▸ Passage
>>>
Vertex AQ Pico Grounding Blocks

Any discussion of the Pico by Vertex AQ is ultimately as much about the philosophy of listening, as it is about audio electronics. The Pico blocks (and for that matter, the Jaya power filters) are absolutely core to the Vertex AQ ethos. They can be introduced to almost any system with no need to physically change anything else in the system, and if you ‘get’ what the Picos do to a system, the rest of the Vertex AQ systematic approach will fall quickly into place. If they don’t… maybe the whole systematic approach concept is not for you. Such is the Pico’s intrinsic property and relationship to Vertex AQ’s basic concepts.

Vertex AQ calls the Picos ‘Grounding Blocks’. That might make one mistake this concept for electrical grounding, or even acoustic grounding. The conventional electrical grounding remains untouched in the system for obvious not-wishing-to-die reasons. Similarly acoustic grounding is beyond the abilities of a little box, requiring instead rebuilding the whole house around the audio system. No, Pico is grounding in terms of radio frequency and vibration. The Pico create a safe exit pathway for these potentially deleterious intrusions upon our musical enjoyment, like a labyrinthine Pied Piper.
<<<
[Rows from a pointing dataset]
>>>
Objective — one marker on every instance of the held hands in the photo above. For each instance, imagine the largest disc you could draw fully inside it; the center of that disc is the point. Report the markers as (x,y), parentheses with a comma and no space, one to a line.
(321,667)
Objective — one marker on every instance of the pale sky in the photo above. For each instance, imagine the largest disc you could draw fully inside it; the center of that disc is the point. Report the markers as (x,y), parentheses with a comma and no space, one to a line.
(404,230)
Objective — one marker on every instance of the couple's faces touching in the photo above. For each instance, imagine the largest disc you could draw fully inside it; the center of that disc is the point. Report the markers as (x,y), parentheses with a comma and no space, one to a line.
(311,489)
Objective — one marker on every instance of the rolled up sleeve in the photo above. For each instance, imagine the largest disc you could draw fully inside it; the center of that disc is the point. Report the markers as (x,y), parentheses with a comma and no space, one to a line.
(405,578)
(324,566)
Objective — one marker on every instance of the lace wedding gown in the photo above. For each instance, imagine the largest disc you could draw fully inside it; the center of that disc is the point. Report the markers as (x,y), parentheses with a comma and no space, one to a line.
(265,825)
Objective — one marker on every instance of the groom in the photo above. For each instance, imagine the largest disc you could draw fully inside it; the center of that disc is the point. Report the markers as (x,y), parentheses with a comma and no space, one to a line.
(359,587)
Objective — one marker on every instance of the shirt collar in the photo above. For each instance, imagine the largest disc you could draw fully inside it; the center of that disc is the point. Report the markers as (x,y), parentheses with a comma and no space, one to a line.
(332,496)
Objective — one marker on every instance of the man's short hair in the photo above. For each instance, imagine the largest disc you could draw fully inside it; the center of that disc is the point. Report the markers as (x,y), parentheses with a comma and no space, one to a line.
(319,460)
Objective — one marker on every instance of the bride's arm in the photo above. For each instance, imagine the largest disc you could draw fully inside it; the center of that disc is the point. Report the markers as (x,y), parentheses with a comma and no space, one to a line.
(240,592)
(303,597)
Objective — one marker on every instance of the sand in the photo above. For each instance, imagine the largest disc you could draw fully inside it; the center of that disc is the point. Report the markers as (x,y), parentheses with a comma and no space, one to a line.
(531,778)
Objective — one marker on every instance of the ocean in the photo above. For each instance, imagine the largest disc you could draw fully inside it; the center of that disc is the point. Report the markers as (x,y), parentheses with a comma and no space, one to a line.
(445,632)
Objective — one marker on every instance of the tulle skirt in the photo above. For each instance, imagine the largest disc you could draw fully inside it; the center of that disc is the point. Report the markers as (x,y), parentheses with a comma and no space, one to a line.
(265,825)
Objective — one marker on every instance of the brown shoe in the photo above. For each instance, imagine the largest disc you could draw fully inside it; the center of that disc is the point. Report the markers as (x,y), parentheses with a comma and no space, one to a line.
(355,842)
<<<
Reproduce the full passage on the Vertex AQ Pico Grounding Blocks above, word for word.

▸ Solution for this exercise
Vertex AQ Pico Grounding Blocks

Any discussion of the Pico by Vertex AQ is ultimately as much about the philosophy of listening, as it is about audio electronics. The Pico blocks (and for that matter, the Jaya power filters) are absolutely core to the Vertex AQ ethos. They can be introduced to almost any system with no need to physically change anything else in the system, and if you ‘get’ what the Picos do to a system, the rest of the Vertex AQ systematic approach will fall quickly into place. If they don’t… maybe the whole systematic approach concept is not for you. Such is the Pico’s intrinsic property and relationship to Vertex AQ’s basic concepts.

Vertex AQ calls the Picos ‘Grounding Blocks’. That might make one mistake this concept for electrical grounding, or even acoustic grounding. The conventional electrical grounding remains untouched in the system for obvious not-wishing-to-die reasons. Similarly acoustic grounding is beyond the abilities of a little box, requiring instead rebuilding the whole house around the audio system. No, Pico is grounding in terms of radio frequency and vibration. The Pico create a safe exit pathway for these potentially deleterious intrusions upon our musical enjoyment, like a labyrinthine Pied Piper.